Records for processing Start Marker
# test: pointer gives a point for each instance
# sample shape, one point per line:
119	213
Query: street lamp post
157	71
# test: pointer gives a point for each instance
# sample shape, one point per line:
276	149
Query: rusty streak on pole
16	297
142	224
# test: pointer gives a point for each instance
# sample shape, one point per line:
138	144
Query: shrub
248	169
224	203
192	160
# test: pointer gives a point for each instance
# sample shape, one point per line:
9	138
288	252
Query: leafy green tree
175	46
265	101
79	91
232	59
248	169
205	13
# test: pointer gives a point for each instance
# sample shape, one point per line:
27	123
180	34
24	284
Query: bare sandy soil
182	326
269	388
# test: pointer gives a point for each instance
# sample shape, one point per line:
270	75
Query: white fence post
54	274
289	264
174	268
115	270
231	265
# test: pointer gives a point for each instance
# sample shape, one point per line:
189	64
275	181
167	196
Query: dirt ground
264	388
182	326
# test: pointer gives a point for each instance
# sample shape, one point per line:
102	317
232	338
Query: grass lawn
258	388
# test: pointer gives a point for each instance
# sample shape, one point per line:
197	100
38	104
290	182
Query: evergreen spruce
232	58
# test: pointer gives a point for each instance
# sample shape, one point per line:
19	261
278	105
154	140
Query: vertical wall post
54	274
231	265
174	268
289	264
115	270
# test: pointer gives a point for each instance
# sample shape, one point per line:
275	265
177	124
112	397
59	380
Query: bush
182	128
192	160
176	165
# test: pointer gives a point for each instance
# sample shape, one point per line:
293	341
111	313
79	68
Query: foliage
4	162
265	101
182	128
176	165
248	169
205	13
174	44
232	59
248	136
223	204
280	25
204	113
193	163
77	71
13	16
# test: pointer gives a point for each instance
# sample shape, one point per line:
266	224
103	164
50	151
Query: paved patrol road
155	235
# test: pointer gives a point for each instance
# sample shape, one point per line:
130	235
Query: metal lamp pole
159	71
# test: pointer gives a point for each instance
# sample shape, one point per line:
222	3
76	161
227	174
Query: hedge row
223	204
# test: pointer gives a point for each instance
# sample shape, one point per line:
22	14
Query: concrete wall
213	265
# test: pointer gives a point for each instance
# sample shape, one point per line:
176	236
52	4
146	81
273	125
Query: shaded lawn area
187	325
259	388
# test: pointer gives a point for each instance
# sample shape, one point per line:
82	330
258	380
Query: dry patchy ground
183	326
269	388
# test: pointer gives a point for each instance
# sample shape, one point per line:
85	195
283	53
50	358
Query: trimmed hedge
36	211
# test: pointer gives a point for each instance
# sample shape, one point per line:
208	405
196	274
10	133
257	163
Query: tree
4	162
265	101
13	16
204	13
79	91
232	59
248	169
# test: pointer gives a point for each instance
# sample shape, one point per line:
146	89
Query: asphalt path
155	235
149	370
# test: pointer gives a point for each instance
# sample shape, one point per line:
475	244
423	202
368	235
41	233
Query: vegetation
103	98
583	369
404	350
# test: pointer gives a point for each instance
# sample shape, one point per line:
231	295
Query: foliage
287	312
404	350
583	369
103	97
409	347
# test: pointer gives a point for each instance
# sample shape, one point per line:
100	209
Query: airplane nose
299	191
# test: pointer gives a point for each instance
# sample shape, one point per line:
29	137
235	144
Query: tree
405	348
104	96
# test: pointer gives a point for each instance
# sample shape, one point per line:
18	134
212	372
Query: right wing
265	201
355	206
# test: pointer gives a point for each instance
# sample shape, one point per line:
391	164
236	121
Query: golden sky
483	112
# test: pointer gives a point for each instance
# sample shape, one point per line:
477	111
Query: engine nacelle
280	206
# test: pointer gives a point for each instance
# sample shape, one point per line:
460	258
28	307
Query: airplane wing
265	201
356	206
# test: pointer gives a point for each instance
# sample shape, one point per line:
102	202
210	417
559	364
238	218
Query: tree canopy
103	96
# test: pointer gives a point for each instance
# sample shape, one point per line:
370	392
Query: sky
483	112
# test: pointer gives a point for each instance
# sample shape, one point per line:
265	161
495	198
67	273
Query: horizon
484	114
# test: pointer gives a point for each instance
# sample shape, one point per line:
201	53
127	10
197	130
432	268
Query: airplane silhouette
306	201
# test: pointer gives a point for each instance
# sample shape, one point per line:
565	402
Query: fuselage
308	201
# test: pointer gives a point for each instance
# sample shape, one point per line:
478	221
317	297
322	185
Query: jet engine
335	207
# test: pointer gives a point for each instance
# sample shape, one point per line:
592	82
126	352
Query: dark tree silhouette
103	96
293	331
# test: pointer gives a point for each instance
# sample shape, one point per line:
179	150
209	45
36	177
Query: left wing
Records for processing End Marker
* Exercise directions: Retype all the data exactly, line for line.

* Solution to the problem:
# test: pointer gives a point for each instance
# sample shape, one point per line:
119	213
Query: street lamp post
157	71
# test: pointer gives a point for each instance
# sample shape, one point per line:
276	149
Query: rusty streak on pole
16	297
142	224
# test: pointer gives a point for each instance
# sample shape, one point per line:
138	144
Query: shrub
248	169
224	203
192	160
# test: pointer gives a point for each instance
# sample shape, one point per line:
9	138
288	252
Query: leafy green tree
175	46
265	101
79	91
232	59
248	169
205	13
# test: pointer gives a point for each instance
# sample shape, one point per line:
27	123
180	34
24	284
Query: bare sandy soil
182	326
269	388
# test: pointer gives a point for each instance
# sample shape, one point per line:
270	75
Query: white fence post
54	274
289	264
174	268
115	270
231	265
# test: pointer gives a point for each instance
# sample shape, one point per line:
189	64
275	181
167	196
Query: dirt ground
264	388
182	326
# test: pointer gives a point for each instance
# sample shape, one point per line:
102	317
232	338
Query: grass lawn
258	388
# test: pointer gives a point for each instance
# sample shape, one point per line:
197	100
38	104
290	182
Query: evergreen spruce
232	58
# test: pointer gives a point for each instance
# sample shape, one point per line:
19	261
278	105
154	140
Query: vertical wall post
54	274
231	265
174	268
289	264
115	270
# test: pointer gives a point for each instance
# sample shape, one point per line:
275	265
177	124
112	397
59	380
Query: bush
182	128
192	160
176	165
# test: pointer gives a point for each instance
# sample shape, one point per line:
293	341
111	313
79	68
Query: foliage
4	162
265	101
182	128
176	165
248	169
205	13
174	44
232	59
248	136
223	204
280	25
204	113
193	163
77	71
13	16
# test: pointer gives a point for each instance
# sample shape, one point per line:
266	224
103	164
50	151
Query: paved patrol road
155	235
# test: pointer gives a point for each instance
# sample shape, one point per line:
130	235
Query: metal lamp pole
159	71
# test: pointer gives a point for each instance
# sample shape, one point per line:
222	3
76	161
227	174
Query: hedge row
223	204
# test: pointer gives a point for each instance
# sample shape, one point per line:
22	14
Query: concrete wall
213	265
# test: pointer gives a point for each instance
# sample shape, one point per line:
176	236
52	4
146	81
273	125
Query: shaded lawn area
187	325
259	388
# test: pointer gives a point for each instance
# sample shape, one point per line:
82	330
258	380
Query: dry patchy ground
183	326
269	388
# test: pointer gives a point for each instance
# sample shape, one point per line:
85	195
283	53
50	358
Query: trimmed hedge
36	211
# test: pointer gives a point for each instance
# sample shape, one point per line:
208	405
196	274
10	133
257	163
Query: tree
4	162
265	101
13	16
204	13
79	91
232	59
248	169
# test: pointer gives a point for each instance
# sample shape, one point per line:
146	89
Query: asphalt path
155	235
149	370
# test: pointer gives a point for each instance
# sample shape, one point per line:
475	244
423	202
368	235
41	233
Query: vegetation
103	98
583	369
404	350
# test: pointer gives a point for each instance
# sample shape, one point per line:
231	295
Query: foliage
287	312
404	350
583	369
103	97
409	347
# test: pointer gives a point for each instance
# sample shape, one point per line:
100	209
Query: airplane nose
299	191
# test: pointer gives a point for each instance
# sample shape, one point per line:
29	137
235	144
Query: tree
405	348
104	96
# test: pointer gives a point for each instance
# sample shape, one point per line:
18	134
212	372
Query: right wing
265	201
355	206
# test: pointer gives a point for each instance
# sample shape, one point per line:
391	164
236	121
Query: golden sky
483	112
# test: pointer gives a point for each instance
# sample shape, one point per line:
477	111
Query: engine nacelle
280	206
# test: pointer gives a point for each instance
# sample shape, one point per line:
460	258
28	307
Query: airplane wing
265	201
356	206
# test: pointer gives a point for each instance
# sample shape, one point per line:
102	202
210	417
559	364
238	218
Query: tree canopy
103	96
# test: pointer gives a point for each instance
# sample shape, one point per line:
370	392
Query: sky
483	112
# test: pointer gives a point for each instance
# sample shape, one point per line:
265	161
495	198
67	273
Query: horizon
484	114
# test: pointer gives a point for each instance
# sample shape, one point per line:
201	53
127	10
197	130
432	268
Query: airplane silhouette
306	201
# test: pointer gives a point for each instance
# sample shape, one point per line:
565	402
Query: fuselage
308	201
# test: pointer gives a point for each instance
# sample shape, one point per line:
478	221
317	297
322	185
Query: jet engine
335	207
# test: pointer gives a point for each instance
# sample shape, one point per line:
592	82
126	352
Query: dark tree silhouette
103	96
293	331
# test: pointer gives a point for each instance
# sample shape, one point per line:
179	150
209	45
36	177
Query: left wing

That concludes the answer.